Work instruction
Repeat each entry word for word; the images are not part of the copy.

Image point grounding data
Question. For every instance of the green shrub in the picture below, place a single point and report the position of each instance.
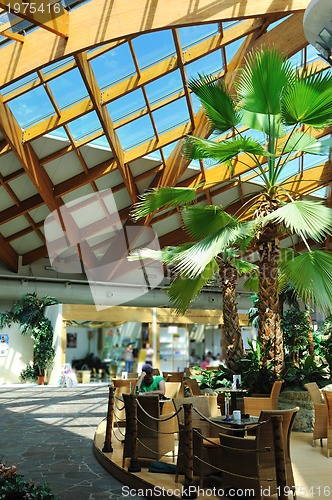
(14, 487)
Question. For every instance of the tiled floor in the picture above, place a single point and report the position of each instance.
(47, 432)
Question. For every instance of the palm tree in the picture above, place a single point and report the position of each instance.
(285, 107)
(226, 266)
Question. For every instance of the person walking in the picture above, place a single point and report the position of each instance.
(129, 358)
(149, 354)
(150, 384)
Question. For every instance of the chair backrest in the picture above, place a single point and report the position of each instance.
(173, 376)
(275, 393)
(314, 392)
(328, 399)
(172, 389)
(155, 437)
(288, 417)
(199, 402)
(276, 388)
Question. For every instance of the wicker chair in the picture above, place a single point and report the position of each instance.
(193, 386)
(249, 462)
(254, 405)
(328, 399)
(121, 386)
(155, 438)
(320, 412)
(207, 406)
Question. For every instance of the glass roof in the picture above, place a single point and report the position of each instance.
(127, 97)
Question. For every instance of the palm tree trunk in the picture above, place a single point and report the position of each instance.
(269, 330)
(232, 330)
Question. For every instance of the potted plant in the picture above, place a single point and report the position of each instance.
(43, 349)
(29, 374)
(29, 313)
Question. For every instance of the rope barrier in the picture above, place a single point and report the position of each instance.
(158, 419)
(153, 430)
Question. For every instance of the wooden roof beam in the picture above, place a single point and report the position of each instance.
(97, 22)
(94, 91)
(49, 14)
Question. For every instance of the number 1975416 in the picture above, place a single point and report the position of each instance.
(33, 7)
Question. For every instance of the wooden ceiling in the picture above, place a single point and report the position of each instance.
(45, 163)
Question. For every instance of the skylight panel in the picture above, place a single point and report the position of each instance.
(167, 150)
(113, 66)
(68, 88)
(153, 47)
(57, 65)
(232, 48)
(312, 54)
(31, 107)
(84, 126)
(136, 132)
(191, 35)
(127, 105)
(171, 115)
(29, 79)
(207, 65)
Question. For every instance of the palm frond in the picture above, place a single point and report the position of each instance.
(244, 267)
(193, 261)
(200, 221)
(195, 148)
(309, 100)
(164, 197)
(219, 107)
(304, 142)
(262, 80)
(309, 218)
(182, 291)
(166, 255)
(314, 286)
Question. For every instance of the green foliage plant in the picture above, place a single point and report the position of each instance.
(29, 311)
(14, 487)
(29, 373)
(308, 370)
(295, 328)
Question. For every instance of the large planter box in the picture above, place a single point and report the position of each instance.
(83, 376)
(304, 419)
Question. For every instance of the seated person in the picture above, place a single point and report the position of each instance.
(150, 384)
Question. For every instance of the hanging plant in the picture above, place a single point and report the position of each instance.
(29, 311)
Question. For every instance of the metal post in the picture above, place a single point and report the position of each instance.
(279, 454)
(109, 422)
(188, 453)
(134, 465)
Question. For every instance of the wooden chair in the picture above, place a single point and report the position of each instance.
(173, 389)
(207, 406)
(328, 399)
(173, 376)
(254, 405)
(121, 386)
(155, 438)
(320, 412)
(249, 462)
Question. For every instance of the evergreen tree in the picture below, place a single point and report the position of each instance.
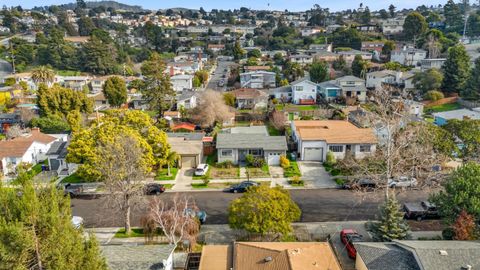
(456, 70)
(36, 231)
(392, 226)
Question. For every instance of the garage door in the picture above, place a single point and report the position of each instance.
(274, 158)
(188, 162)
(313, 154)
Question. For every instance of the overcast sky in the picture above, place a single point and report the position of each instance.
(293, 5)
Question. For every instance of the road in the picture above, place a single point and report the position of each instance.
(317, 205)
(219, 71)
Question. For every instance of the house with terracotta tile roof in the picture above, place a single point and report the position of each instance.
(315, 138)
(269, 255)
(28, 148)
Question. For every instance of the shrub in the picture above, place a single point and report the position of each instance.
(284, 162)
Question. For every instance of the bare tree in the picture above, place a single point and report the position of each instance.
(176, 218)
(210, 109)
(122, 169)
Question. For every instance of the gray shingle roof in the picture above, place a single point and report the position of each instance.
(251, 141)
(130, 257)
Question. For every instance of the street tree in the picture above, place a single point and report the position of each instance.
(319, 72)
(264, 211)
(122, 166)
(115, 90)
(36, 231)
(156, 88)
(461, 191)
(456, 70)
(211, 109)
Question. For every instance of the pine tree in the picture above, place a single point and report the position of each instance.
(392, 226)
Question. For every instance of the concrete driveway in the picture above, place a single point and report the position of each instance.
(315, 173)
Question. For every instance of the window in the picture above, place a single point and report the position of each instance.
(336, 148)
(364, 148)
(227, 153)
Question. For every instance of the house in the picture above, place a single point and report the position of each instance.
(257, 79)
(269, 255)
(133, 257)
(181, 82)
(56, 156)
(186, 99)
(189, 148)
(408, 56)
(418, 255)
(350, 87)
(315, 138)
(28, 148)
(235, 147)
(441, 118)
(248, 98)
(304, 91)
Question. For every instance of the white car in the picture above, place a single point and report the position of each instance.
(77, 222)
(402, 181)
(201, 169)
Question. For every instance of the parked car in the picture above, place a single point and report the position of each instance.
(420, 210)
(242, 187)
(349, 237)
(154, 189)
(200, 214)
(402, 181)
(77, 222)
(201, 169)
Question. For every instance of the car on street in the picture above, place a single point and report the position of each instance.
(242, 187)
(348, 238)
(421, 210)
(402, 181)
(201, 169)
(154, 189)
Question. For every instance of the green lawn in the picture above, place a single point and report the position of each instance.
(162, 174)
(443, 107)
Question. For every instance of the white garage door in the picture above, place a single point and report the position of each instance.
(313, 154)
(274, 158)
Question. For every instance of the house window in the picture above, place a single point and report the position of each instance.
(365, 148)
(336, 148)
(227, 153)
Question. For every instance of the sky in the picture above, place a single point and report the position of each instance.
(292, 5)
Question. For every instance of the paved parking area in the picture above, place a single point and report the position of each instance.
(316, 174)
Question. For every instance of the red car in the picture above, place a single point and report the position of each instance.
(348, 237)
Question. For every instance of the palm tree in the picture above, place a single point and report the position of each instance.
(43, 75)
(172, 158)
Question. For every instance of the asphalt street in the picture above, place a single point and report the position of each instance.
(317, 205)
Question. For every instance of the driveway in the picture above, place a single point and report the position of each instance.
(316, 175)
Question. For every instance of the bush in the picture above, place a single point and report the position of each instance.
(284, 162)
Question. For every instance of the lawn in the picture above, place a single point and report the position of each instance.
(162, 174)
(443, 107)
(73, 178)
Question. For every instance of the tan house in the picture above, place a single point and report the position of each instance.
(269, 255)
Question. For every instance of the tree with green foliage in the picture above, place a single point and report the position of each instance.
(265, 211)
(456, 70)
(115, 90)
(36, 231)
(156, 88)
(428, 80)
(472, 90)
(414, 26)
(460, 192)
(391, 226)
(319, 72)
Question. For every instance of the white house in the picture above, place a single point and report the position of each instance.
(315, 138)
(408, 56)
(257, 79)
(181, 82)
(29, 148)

Task response
Question. For every instance of the green shrub in the picture below, place a single point and report the position of each instance.
(14, 487)
Question. For every instance of the tiled floor in the picture above, place a single point and report the position of each instance.
(47, 432)
Question. For every instance of the palm tree in the picture above, place a single point and report the position of each instance.
(285, 107)
(226, 266)
Question. For every instance of the person walking in the picture above, place a single point and report the position of each instance.
(129, 358)
(149, 354)
(150, 384)
Question. For every instance of the chair backrest in the picture above, place a single point and report the position of each instance.
(173, 376)
(275, 393)
(314, 392)
(328, 399)
(172, 389)
(155, 437)
(288, 417)
(199, 402)
(276, 388)
Question. For every instance of the wicker chair in the picture above, place a single point and report the position of each instance.
(193, 386)
(249, 462)
(254, 405)
(328, 399)
(121, 386)
(155, 438)
(320, 412)
(207, 406)
Question. For every instance of the glass roof in the picture above, place a single point and report the position of each instance.
(127, 97)
Question. For every instance of the palm tree trunk in the picture above, place a single point and report the position of each instance.
(269, 330)
(232, 330)
Question. For every instance of the potted plant in the picture above, place a single point and report the position of each instance.
(43, 349)
(29, 374)
(29, 313)
Question. For every instance of the rope barrier in the picture above, place a single point and report the position of each instance.
(158, 419)
(153, 430)
Question. For every instance of the wooden roof beam in the picture above, place a single point and report the position of each instance.
(97, 22)
(94, 91)
(49, 14)
Question. For every instance of the number 1975416 in the picture above, place a single point and report the position of each instance.
(33, 7)
Question. For every instance of the wooden ceiling in the picture above, place a single point and report the position of each instance.
(45, 163)
Question. For every instance of the skylight panel in the picture above, place a single point and report the position of each instance.
(167, 150)
(113, 66)
(68, 88)
(153, 47)
(57, 65)
(232, 48)
(312, 54)
(31, 107)
(84, 126)
(136, 132)
(191, 35)
(127, 105)
(171, 115)
(29, 79)
(207, 65)
Question. For every instance of the palm frond in the picture above, place a single point and report the position of each instance.
(244, 267)
(193, 261)
(200, 221)
(195, 148)
(309, 100)
(164, 197)
(219, 107)
(304, 142)
(262, 80)
(309, 218)
(182, 291)
(166, 255)
(314, 286)
Question. For every instance of the green foliage plant in the picture above, place a single point and report the position of each instance.
(29, 311)
(14, 487)
(29, 373)
(308, 370)
(295, 328)
Question. For every instance of the large planter box in the picture above, place a single point and report the position of each instance.
(83, 376)
(304, 419)
Question. For every instance of the seated person in the picture above, place a single point and report the position of each instance.
(150, 384)
Question. For every instance of the hanging plant in the picture above, place a single point and report the position of each instance.
(29, 311)
Question. For every instance of the metal post in the picture above, place a single point and report the position of each instance.
(279, 454)
(109, 422)
(188, 453)
(134, 465)
Question. For every instance of the wooden chair in the picture above, place a single point and report the position of each instance.
(173, 389)
(207, 406)
(328, 399)
(173, 376)
(254, 405)
(121, 386)
(155, 438)
(320, 412)
(249, 462)
Question. For every instance of the evergreen tree in the picture below, place a single point and report the position of each instance.
(456, 70)
(36, 231)
(392, 226)
Question. For every instance of the garage door in the picture above, place a single point and report the position of each instance.
(274, 158)
(188, 162)
(313, 154)
Question. For every instance of the overcast sky in the picture above, place a single point and report the position of each instance.
(293, 5)
Question. For every instance of the road in the picture above, place a single point and report the position of each instance.
(317, 205)
(219, 71)
Question. For every instance of the house with terracotta tile roof in the picture above, place a single point and report the position of each instance.
(315, 138)
(269, 255)
(28, 148)
Question. For every instance of the shrub in the picture above, place a single point and report the position of each instance.
(284, 162)
Question. For every instance of the bare tree in the picture above, place a single point and report the position of each instance.
(176, 218)
(210, 109)
(122, 169)
Question. For every instance of the gray shingle roof in the picture above, place a single point and report the position of each instance.
(251, 141)
(130, 257)
Question. For every instance of the street tree in the picture above, place a single point and report the position of each instance.
(319, 72)
(264, 211)
(122, 166)
(115, 90)
(36, 231)
(156, 88)
(461, 191)
(456, 70)
(211, 109)
Question. For every instance of the pine tree in the picture above, place a single point and report the position of each instance.
(392, 226)
Question. For every instance of the concrete driveway in the picture above, place a single point and report the position of each instance.
(315, 173)
Question. For every instance of the window in the picture above, place a single point and report the position of each instance.
(336, 148)
(364, 148)
(227, 153)
Question. For every instance of the house in the picture above, place a single point and report the position of each instance.
(257, 79)
(269, 255)
(133, 257)
(181, 82)
(56, 156)
(186, 99)
(189, 148)
(408, 56)
(418, 255)
(350, 87)
(315, 138)
(28, 148)
(235, 147)
(441, 118)
(248, 98)
(304, 91)
Question. For every instance of the white car in the picture above, place a single point and report the position of each instance.
(77, 222)
(402, 181)
(201, 169)
Question. For every instance of the parked car in the picture above, place a single point and report the position of each instance.
(420, 210)
(242, 187)
(349, 237)
(154, 189)
(200, 214)
(402, 181)
(77, 222)
(201, 169)
Question. For every instance of the car on street in the picture above, place a single point and report the position of each instance.
(242, 187)
(348, 238)
(421, 210)
(402, 181)
(201, 169)
(154, 189)
Question. For every instance of the green lawn in the picture above, place a single point and report the position of each instance.
(162, 174)
(443, 107)
Question. For every instance of the white garage door in the picture above, place a single point and report the position of each instance.
(313, 154)
(274, 158)
Question. For every instance of the house window in the picture above, place a single point and report the position of each instance.
(365, 148)
(336, 148)
(227, 153)
Question. For every instance of the sky in the picture above, place a single point and report the position of each instance.
(292, 5)
Question. For every instance of the paved parking area in the picture above, place a single point and report the position of each instance.
(316, 174)
Question. For every instance of the red car in the picture above, place a single point and report the position of each instance.
(348, 237)
Question. For every instance of the palm tree in the picture above, place a single point and report the position of each instance.
(43, 75)
(172, 158)
Question. For every instance of the asphalt street in the picture above, place a single point and report the position of each instance.
(317, 205)
Question. For every instance of the driveway in the picture above, place a single point and report the position of each instance.
(316, 175)
Question. For every instance of the bush in the picture above, place a single point and report the position of each instance.
(284, 162)
Question. For every instance of the lawn in the picture above, place a single point and report the position of each instance.
(162, 174)
(443, 107)
(73, 178)
Question. For every instance of the tan house in the picture above, place a single point and report the position of each instance.
(269, 255)
Question. For every instance of the tree with green foliage in the picture above, place a single point and report the position of each instance.
(265, 211)
(456, 70)
(115, 90)
(36, 231)
(156, 88)
(428, 80)
(472, 90)
(414, 26)
(460, 192)
(391, 226)
(319, 72)
Question. For every instance of the white house in the picture above, place a single point and report the position of each instance.
(315, 138)
(408, 56)
(257, 79)
(181, 82)
(29, 148)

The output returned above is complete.